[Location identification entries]
---------------

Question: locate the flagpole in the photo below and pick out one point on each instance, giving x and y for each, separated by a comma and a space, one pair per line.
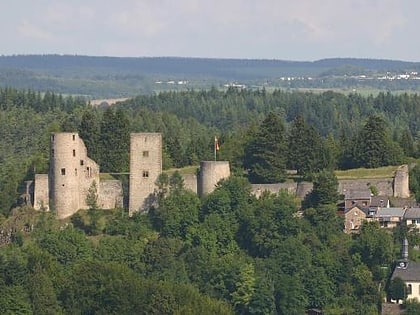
214, 148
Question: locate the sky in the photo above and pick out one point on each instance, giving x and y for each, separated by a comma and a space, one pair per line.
301, 30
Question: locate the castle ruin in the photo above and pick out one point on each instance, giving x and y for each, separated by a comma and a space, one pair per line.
72, 175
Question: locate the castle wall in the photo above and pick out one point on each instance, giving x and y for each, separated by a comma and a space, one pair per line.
383, 185
300, 190
190, 182
211, 172
71, 173
401, 186
111, 194
145, 168
41, 192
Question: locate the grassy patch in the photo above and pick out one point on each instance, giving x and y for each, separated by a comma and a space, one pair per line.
380, 172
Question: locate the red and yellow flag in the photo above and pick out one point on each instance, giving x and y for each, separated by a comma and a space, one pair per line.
216, 144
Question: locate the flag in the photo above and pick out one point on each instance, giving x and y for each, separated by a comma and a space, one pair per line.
216, 144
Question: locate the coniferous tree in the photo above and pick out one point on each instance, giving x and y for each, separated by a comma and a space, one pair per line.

---------------

> _Exercise_
Copy the part of the entries that opens with the line containing "Question: locate the flag in" and runs through the end of the entries, switching "pick out" to "mark" and leaving everything else as it is.

> _Answer for this exercise_
Question: locate the flag in the photo above and mark one point on each instance, giving x and y for each, separated by a comma and a space, one pair per line.
216, 144
Question: locate the coniferous tree in the photo above and mark one point on each instance, giving x and y for each, separated by a comma and a space, one pair per line.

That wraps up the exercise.